▶ _Consigne_:
Reproduisez le passage du texte fourni compris entre « La population métisse, comme » et « nommé chabin, chabine. », bornes incluses, en remplaçant « péjoratifs » par « dépréciatifs ».

▶ _Texte fourni_:
La population métisse, comme la population blanche, s'est approprié ces classifications par nuance de couleur et il en reste des traces dans le langage, notamment aux Antilles françaises. D'autres termes antillais existent, et sont plus ou moins usités. Certains sont péjoratifs comme chapé coolie qui désigne les métis indiens, d'autres restent plus affectifs comme chabin (féminin: chabine) et désignent les métis à la peau claire (ou avec des yeux ou cheveux clairs). L'hybride issu du mouton et de la chèvre est aussi nommé chabin, chabine.

▶ _Données fournies_:
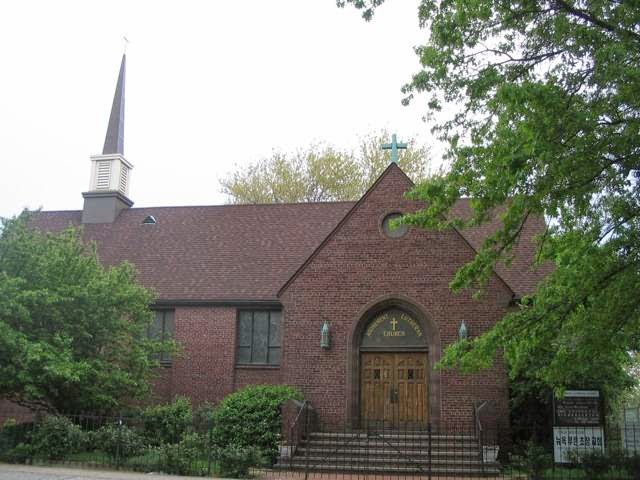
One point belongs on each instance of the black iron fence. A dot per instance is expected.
(309, 448)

▶ _Réponse_:
La population métisse, comme la population blanche, s'est approprié ces classifications par nuance de couleur et il en reste des traces dans le langage, notamment aux Antilles françaises. D'autres termes antillais existent, et sont plus ou moins usités. Certains sont dépréciatifs comme chapé coolie qui désigne les métis indiens, d'autres restent plus affectifs comme chabin (féminin: chabine) et désignent les métis à la peau claire (ou avec des yeux ou cheveux clairs). L'hybride issu du mouton et de la chèvre est aussi nommé chabin, chabine.